Nonqualified Deferred Compensation
None of our NEOs participate in or has an account balance in any nonqualified defined contribution plans or other nonqualified deferred compensation plans maintained by the Company.
Potential Payments upon Termination or Change in Control
The following summaries and the table that follows set forth estimated potential amounts payable to our NEOs upon termination of employment or a change in control as of December 31, 2017, under the employment agreements that were in effect as of that date, and the Company's other compensation plans, programs, policies, agreements and arrangements. The Compensation Committee may in its discretion revise, amend or add to the benefits if it deems it advisable.
As discussed above, each of our NEOs had an employment agreement with the Company in 2017. The employment agreements with Messrs. Dirks and Paquette are scheduled to expire on December 31, 2018. The employment agreements with Messrs. Festa, Ormsby and Nelson were scheduled to expire on December 31, 2017, but were renewed for an additional two-year term, and are now scheduled to expire on December 31, 2019. The following summaries describe the terms of the employment agreements with our NEOs, in effect as of December 31, 2017.
Named Executive Officers' Employment Agreements
If, during the term of each of the employment agreements, the executive's employment is terminated other than (1) by reason of death or disability or (2) by the Company for cause, in either case, other than during (a)(i) the 24-month period following a change in control of the Company for Mr. Dirks, or (ii) the 18-month period following a change in control of the Company for the remaining NEOs, or (b) for each NEO, during the six-month period prior to, but in connection with, a change in control, then the executive would be entitled to receive:

37



severance payments equal to: (1) for Mr. Dirks, three times his base salary payable in bi-weekly installments for 36 months; (2) for Messrs. Festa, Ormsby and Nelson two times base salary payable in bi-weekly installments for 24 months; and, (3) for Mr. Paquette, one times base salary payable in bi-weekly installments for 12 months; and
continued health insurance coverage for 18 months following termination of employment with the Company paying the employer portion of the premium for each of the NEOs other than Mr. Paquette, who would be entitled to such continued health insurance coverage for a 12-month period following termination of employment.
If, during the term of the employment agreement, the executive terminates employment for good reason or the executive's employment is terminated for any reason other than death, disability or by the Company for cause, in each case, either (1)(a) for Mr. Dirks, within 24 months following a change in control, or (b) for the remaining NEOs, within 18 months following a change in control; or (2) for each NEO, within six months prior to, but in connection with, a change in control, then the executive would be entitled to receive:
a lump sum cash payment equal to: (1) for Mr. Dirks, three times the sum of his base salary and the average of the annual bonus amounts he earned for the three years preceding the year in which the change in control occurs; (2) for Messrs. Festa, Ormsby and Nelson , two times the sum of the executive's base salary and the average of the annual bonus amounts earned by the executive for the three years preceding the year in which the change in control occurs; and (3) for Mr. Paquette, two times the sum of (a) the executive's base salary and (b) $247,500; and
continued health insurance coverage for 18 months following the termination date with the Company paying the employer portion of the premium.
In addition, if the executive would be subject to a golden parachute excise tax imposed under section 4999 of the Internal Revenue Code, the executive's change in control related payments and benefits would be capped at a statutory safe harbor (thereby avoiding imposition of the change in control related excise tax) if the executive would be better off with the cap, on an after tax basis.

WORK ORDER 1: Please list the surnames of all the named executive officers mentioned in the compensation passage.
WORK ORDER 2: According to the compensation passage, on what date are the employment agreements with Messrs. Festa, Ormsby and Nelson now scheduled to expire?

Collected data:
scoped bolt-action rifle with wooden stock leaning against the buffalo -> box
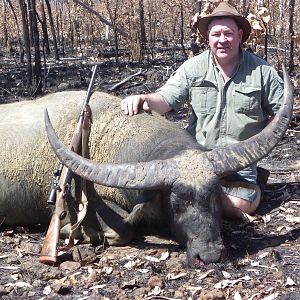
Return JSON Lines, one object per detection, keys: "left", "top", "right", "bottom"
{"left": 39, "top": 65, "right": 97, "bottom": 264}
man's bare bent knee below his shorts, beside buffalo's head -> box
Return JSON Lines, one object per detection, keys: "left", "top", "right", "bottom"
{"left": 221, "top": 186, "right": 261, "bottom": 218}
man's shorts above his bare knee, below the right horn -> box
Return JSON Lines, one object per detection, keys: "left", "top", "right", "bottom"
{"left": 221, "top": 165, "right": 259, "bottom": 202}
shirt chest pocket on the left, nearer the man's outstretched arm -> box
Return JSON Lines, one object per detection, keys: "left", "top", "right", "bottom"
{"left": 190, "top": 86, "right": 218, "bottom": 115}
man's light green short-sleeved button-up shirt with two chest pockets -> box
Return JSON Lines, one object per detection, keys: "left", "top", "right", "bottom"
{"left": 157, "top": 50, "right": 283, "bottom": 150}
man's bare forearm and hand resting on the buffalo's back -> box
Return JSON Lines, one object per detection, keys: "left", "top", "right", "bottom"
{"left": 121, "top": 93, "right": 172, "bottom": 116}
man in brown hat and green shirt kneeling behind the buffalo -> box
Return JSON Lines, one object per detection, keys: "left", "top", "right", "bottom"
{"left": 121, "top": 2, "right": 283, "bottom": 218}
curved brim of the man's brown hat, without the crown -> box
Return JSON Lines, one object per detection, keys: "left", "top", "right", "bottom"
{"left": 197, "top": 13, "right": 251, "bottom": 43}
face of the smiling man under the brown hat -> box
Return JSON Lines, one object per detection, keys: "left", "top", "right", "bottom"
{"left": 208, "top": 18, "right": 243, "bottom": 64}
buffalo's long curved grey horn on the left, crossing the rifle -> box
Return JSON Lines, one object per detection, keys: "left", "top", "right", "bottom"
{"left": 45, "top": 110, "right": 176, "bottom": 189}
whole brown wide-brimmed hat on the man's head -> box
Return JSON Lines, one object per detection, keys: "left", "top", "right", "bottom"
{"left": 196, "top": 2, "right": 251, "bottom": 43}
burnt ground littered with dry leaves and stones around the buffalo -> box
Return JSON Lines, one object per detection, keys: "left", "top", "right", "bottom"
{"left": 0, "top": 56, "right": 300, "bottom": 300}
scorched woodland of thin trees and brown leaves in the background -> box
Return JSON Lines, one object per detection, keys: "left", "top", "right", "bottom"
{"left": 0, "top": 0, "right": 300, "bottom": 96}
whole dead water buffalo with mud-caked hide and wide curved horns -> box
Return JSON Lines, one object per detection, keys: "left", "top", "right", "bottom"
{"left": 0, "top": 66, "right": 292, "bottom": 266}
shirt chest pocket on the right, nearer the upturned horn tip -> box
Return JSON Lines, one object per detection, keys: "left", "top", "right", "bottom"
{"left": 234, "top": 84, "right": 261, "bottom": 117}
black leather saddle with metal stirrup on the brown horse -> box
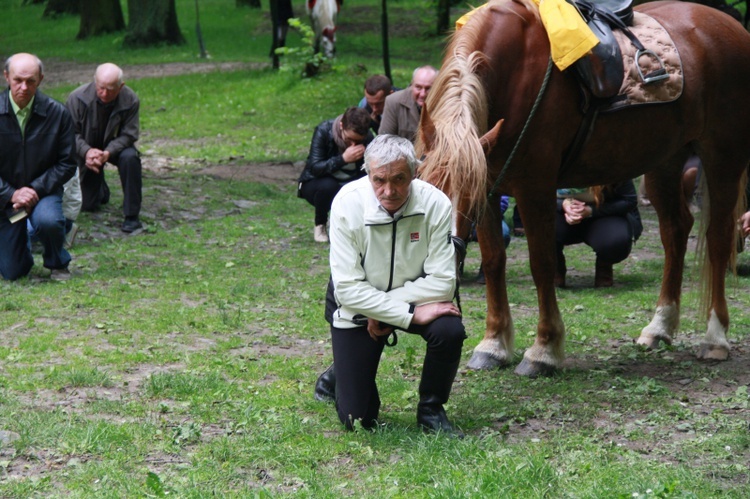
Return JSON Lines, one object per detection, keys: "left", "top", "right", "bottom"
{"left": 568, "top": 0, "right": 669, "bottom": 99}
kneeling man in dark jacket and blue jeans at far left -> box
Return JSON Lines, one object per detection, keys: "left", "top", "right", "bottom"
{"left": 0, "top": 53, "right": 76, "bottom": 280}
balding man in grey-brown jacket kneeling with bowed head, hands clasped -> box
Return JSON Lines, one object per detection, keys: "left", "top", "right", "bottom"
{"left": 67, "top": 63, "right": 143, "bottom": 232}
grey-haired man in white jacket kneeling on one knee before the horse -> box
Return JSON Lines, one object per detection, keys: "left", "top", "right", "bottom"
{"left": 315, "top": 135, "right": 466, "bottom": 433}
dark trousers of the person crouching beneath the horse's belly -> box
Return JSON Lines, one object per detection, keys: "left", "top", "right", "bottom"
{"left": 555, "top": 212, "right": 633, "bottom": 263}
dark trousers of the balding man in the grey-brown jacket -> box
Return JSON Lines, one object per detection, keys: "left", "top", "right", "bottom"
{"left": 80, "top": 147, "right": 143, "bottom": 217}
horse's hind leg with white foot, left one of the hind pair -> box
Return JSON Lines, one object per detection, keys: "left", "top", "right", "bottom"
{"left": 636, "top": 158, "right": 693, "bottom": 348}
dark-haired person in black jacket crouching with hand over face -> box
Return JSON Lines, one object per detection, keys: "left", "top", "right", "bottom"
{"left": 297, "top": 107, "right": 373, "bottom": 243}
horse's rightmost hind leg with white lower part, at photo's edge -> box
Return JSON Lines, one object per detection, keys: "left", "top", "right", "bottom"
{"left": 698, "top": 161, "right": 745, "bottom": 360}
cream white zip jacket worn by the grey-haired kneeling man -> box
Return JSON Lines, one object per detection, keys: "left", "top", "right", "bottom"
{"left": 329, "top": 177, "right": 456, "bottom": 329}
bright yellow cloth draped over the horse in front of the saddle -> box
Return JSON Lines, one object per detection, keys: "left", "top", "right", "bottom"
{"left": 456, "top": 0, "right": 599, "bottom": 71}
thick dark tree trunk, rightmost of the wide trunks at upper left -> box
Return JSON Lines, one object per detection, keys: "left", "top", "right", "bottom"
{"left": 123, "top": 0, "right": 185, "bottom": 47}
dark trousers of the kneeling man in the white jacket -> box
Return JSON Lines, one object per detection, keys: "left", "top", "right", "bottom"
{"left": 331, "top": 316, "right": 466, "bottom": 429}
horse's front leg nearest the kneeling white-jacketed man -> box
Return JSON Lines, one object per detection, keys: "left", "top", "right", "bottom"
{"left": 467, "top": 198, "right": 515, "bottom": 369}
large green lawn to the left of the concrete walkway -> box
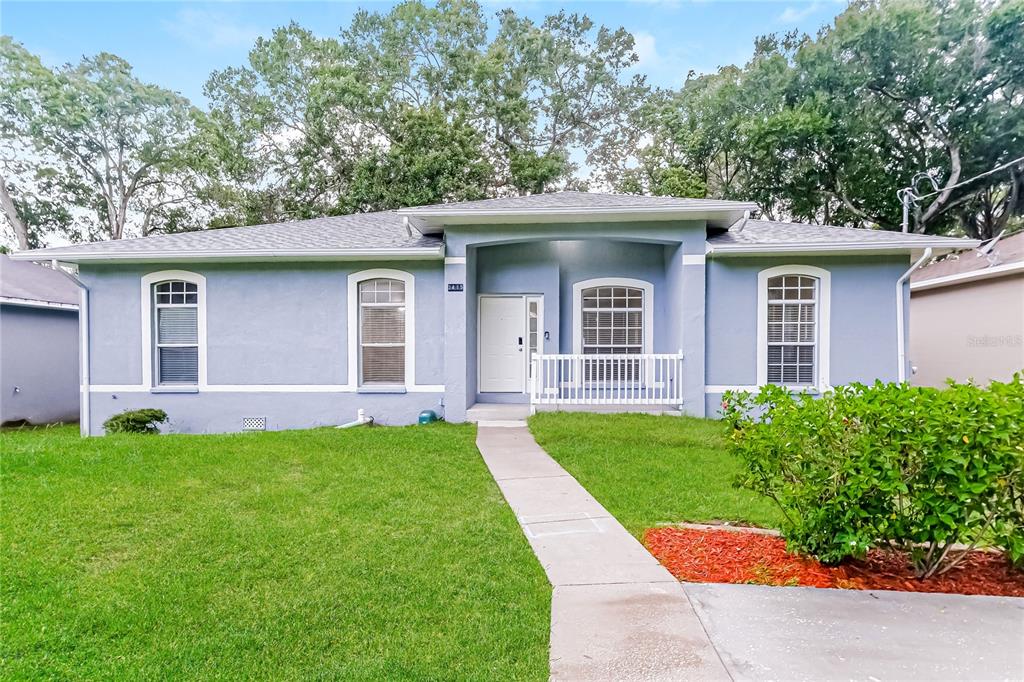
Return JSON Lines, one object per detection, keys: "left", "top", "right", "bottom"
{"left": 0, "top": 424, "right": 550, "bottom": 680}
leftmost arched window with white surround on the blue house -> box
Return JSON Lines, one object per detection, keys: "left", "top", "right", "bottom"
{"left": 142, "top": 270, "right": 206, "bottom": 387}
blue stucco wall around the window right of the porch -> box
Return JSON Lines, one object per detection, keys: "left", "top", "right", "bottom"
{"left": 707, "top": 256, "right": 909, "bottom": 416}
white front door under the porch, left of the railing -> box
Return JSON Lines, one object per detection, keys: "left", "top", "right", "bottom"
{"left": 479, "top": 296, "right": 527, "bottom": 393}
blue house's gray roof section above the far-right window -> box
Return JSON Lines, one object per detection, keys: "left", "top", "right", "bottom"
{"left": 708, "top": 220, "right": 978, "bottom": 254}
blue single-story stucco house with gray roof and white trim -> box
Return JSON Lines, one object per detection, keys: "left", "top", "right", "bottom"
{"left": 9, "top": 191, "right": 976, "bottom": 433}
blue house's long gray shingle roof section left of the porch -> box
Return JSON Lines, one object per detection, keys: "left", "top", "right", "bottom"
{"left": 9, "top": 211, "right": 441, "bottom": 259}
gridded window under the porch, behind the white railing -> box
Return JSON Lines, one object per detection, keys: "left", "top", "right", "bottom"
{"left": 580, "top": 287, "right": 644, "bottom": 380}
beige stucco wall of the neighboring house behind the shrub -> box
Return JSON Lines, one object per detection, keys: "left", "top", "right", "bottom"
{"left": 910, "top": 274, "right": 1024, "bottom": 386}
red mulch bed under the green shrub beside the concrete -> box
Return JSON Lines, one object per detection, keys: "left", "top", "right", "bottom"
{"left": 644, "top": 527, "right": 1024, "bottom": 597}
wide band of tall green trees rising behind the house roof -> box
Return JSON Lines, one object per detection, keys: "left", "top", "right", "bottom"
{"left": 0, "top": 0, "right": 1024, "bottom": 248}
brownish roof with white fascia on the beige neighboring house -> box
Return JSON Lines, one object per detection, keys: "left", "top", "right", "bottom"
{"left": 910, "top": 231, "right": 1024, "bottom": 291}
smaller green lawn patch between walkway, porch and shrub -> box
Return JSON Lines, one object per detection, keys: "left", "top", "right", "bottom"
{"left": 529, "top": 412, "right": 779, "bottom": 538}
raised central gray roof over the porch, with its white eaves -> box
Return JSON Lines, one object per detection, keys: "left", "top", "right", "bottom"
{"left": 398, "top": 191, "right": 758, "bottom": 233}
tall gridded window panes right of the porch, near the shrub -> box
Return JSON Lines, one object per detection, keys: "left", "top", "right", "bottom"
{"left": 767, "top": 274, "right": 819, "bottom": 386}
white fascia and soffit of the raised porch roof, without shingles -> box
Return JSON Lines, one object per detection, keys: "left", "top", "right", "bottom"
{"left": 397, "top": 201, "right": 758, "bottom": 235}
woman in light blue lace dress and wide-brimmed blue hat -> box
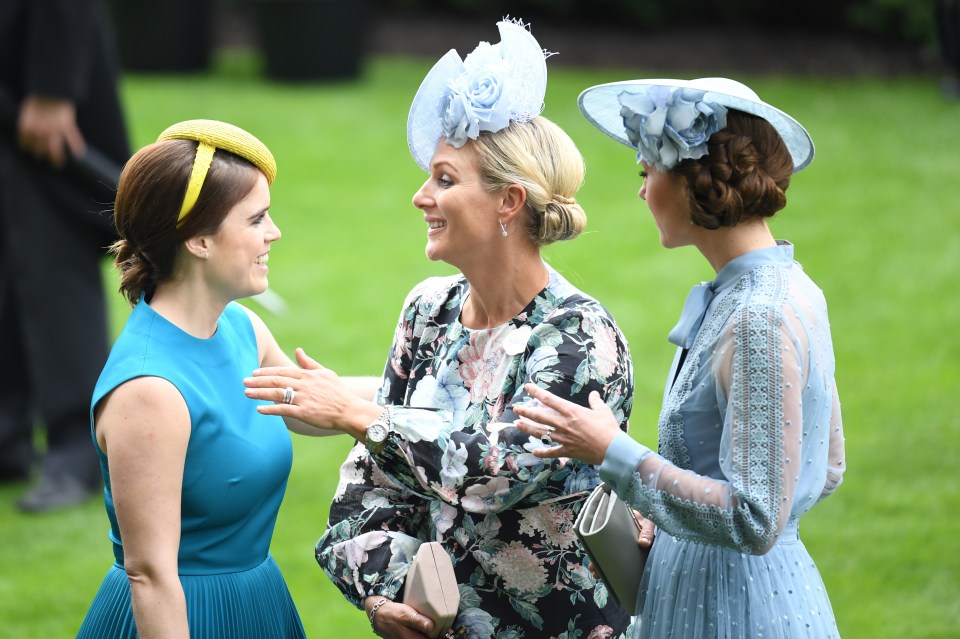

WRITTEN SOLUTION 1: Dirks, Paquette, Festa, Ormsby, Nelson

WRITTEN SOLUTION 2: December 31, 2019